[SELECTED PASSAGE — start]

By Jill Terreri
Good morning,
Preservation Buffalo Niagara will hold a news conference at noon today on the steps of City Hall in an effort to pressure the Common Council to designate the Trico complex a local landmark, which would give the city's Preservation Board more say in any proposal to demolish it.
The Council is set to vote tomorrow on Trico's landmark status. Ellicott Council Member Darius Pridgen's district includes the building, and other lawmakers will likely take their cues from Pridgen. Pridgen did not say last week how he will vote, but noted that many from the neighborhood who spoke during Tuesday's Legislation Committee were not in favor of saving the building.
UPDATE: During a brief interview this afternoon, Pridgen said there will be a vote on the landmark designation tomorrow, but he would not say how he would vote.
In a separate interview today, Matthew K. Enstice, president and CEO of the Buffalo Niagara Medical Campus, which owns development rights to Trico, said the Medical Campus is not in favor of landmarking the building, but is willing to work with developers and preservationists on re-using the former factory.
William Joyce, chairman of the Buffalo Niagara Medical Campus's board of directors, said last week that the board was in favor of demolition. The medical campus has development rights to the former winshield wiper factory and said that a re-use isn't feasible, based on the opinion of local and out-of-town developers.
Preservationists have said that potential developers have not been adequately solicited. They also maintain that the building meets seven out of nine criteria to be designated a local landmark and that meeting only one is required under the local law.

[SELECTED PASSAGE — finish]
[MATERIAL SUPPLIED — start]

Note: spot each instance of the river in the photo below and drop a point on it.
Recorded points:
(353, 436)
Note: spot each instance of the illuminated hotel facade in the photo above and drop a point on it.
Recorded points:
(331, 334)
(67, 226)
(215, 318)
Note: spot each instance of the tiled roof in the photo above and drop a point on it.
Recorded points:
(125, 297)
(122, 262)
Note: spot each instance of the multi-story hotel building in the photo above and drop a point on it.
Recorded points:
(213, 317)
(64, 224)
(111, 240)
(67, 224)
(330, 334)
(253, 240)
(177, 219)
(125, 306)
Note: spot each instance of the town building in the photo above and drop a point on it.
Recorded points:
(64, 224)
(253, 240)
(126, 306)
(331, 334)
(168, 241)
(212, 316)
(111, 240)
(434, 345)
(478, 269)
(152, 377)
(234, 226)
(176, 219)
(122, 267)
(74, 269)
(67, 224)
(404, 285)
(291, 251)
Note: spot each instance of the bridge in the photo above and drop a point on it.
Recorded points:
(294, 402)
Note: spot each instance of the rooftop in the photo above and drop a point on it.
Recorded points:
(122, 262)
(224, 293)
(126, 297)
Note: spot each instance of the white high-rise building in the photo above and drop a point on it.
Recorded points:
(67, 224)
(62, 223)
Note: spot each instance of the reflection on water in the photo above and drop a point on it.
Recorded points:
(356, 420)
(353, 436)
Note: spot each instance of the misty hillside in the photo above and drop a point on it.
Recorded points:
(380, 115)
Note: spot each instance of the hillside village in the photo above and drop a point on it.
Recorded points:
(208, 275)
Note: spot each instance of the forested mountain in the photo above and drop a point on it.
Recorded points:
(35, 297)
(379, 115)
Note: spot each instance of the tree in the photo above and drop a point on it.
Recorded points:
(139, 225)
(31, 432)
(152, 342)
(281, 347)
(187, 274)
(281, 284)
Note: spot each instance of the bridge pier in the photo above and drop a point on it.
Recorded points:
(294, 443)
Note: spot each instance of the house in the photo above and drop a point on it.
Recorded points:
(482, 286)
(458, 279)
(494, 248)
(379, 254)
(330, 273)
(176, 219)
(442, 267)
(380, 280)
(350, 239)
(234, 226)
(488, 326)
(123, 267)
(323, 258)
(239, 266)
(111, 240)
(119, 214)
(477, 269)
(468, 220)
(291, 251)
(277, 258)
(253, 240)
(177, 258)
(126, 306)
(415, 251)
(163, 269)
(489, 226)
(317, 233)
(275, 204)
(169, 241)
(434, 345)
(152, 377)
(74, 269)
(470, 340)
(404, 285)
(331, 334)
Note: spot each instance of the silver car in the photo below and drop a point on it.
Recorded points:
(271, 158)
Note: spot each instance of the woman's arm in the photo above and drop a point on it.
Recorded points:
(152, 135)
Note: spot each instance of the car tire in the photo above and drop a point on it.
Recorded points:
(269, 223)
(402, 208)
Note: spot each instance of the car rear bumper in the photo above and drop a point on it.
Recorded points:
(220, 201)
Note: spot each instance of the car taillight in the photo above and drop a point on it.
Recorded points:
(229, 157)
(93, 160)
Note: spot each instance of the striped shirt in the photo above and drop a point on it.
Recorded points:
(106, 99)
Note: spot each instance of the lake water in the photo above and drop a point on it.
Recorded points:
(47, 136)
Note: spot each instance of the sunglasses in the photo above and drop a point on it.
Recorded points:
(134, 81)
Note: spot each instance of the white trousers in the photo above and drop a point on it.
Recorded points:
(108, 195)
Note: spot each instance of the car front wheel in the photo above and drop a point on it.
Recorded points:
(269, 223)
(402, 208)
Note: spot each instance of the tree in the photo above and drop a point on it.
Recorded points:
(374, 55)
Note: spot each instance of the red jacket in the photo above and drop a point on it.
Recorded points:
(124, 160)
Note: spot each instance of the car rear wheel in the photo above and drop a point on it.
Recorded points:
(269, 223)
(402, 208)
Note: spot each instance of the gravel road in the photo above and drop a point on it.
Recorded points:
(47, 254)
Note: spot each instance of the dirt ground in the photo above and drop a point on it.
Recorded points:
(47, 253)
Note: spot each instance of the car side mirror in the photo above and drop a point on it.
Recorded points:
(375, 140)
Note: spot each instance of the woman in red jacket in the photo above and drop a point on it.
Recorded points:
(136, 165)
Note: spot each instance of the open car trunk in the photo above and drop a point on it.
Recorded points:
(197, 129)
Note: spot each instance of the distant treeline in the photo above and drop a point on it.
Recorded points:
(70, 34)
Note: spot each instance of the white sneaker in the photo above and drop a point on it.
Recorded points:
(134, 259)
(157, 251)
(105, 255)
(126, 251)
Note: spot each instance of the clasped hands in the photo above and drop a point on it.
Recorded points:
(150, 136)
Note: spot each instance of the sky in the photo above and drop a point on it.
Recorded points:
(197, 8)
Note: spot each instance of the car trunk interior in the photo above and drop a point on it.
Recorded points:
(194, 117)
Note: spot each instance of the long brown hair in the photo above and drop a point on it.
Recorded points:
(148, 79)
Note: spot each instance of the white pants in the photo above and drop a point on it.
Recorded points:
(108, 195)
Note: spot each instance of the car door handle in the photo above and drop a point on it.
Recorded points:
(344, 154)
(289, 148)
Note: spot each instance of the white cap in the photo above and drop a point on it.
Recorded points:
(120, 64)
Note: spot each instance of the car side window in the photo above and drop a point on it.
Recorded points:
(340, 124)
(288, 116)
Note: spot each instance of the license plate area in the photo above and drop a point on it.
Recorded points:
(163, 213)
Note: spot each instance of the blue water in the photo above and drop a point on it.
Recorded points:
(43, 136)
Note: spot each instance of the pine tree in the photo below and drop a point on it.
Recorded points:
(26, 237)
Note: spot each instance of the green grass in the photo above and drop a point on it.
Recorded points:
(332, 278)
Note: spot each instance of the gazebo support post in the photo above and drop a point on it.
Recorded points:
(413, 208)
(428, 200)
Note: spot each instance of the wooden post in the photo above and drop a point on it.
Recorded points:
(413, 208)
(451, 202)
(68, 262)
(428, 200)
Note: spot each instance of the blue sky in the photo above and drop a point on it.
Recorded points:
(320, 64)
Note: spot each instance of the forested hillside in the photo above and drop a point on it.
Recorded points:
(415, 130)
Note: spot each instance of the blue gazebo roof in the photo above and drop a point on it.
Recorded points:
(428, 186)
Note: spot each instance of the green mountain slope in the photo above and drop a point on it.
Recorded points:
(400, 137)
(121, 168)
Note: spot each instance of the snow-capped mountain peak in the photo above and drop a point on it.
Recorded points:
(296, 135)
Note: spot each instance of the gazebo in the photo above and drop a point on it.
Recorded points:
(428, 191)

[MATERIAL SUPPLIED — finish]

_YOUR TASKS_
1. In the news item about the Trico complex, why do preservationists say the building qualifies as a local landmark? Answer in one to three sentences.
2. Decide whether each statement below agrees with the news item about the Trico complex, answering yes or no and quoting the words of the item that settle it.
(a) The news conference was to be held on the steps of City Hall.
(b) In the afternoon interview, Pridgen said how he would vote.
(c) Enstice said the Medical Campus favors landmarking the building.
3. Go on with the news item about the Trico complex, starting after its final sentence.

_PER-TASK ANSWERS_
1. Preservationists maintain that the building meets seven of the nine criteria for designation as a local landmark. The local law requires meeting only one.

2.
(a) Yes: "at noon today on the steps of City Hall"
(b) No: "he would not say how he would vote"
(c) No: "the Medical Campus is not in favor of landmarking the building"

3.
“It’s up to the Common Council to really know the law and know what is relevant in a conversation, and what isn’t relevant,” said Jason Wilson of Preservation Buffalo Niagara.
Issues such as whether the building can be re-used are not relevant to a decision on whether to landmark a building under the preservation law, Wilson said.
The Council meets at 2 p.m. today in Room 1417 for a caucus meeting to review tomorrow's agenda, posted below.
Lawmakers are expected to discuss the use of U.S. HUD funds with the Office of Strategic Planning, which administers the grants. New oversight rules, including greater involvement by the comptroller and Common Council, have changed the way the grants flow through City Hall.
They will also review support for a football stadium and entertainment complex at the Outer Harbor, which a top official with Outer Harbor landowner Niagara Frontier Transportation Authority said is going nowhere.
And in case you missed it from today's Buffalo News, News Staff Reporter Susan Schulman reviewed former Brown administration official Timothy Wannamaker's lavish spending of federal anti-poverty funds, some of which was legal. She also recounts the run-around she got to obtain the records.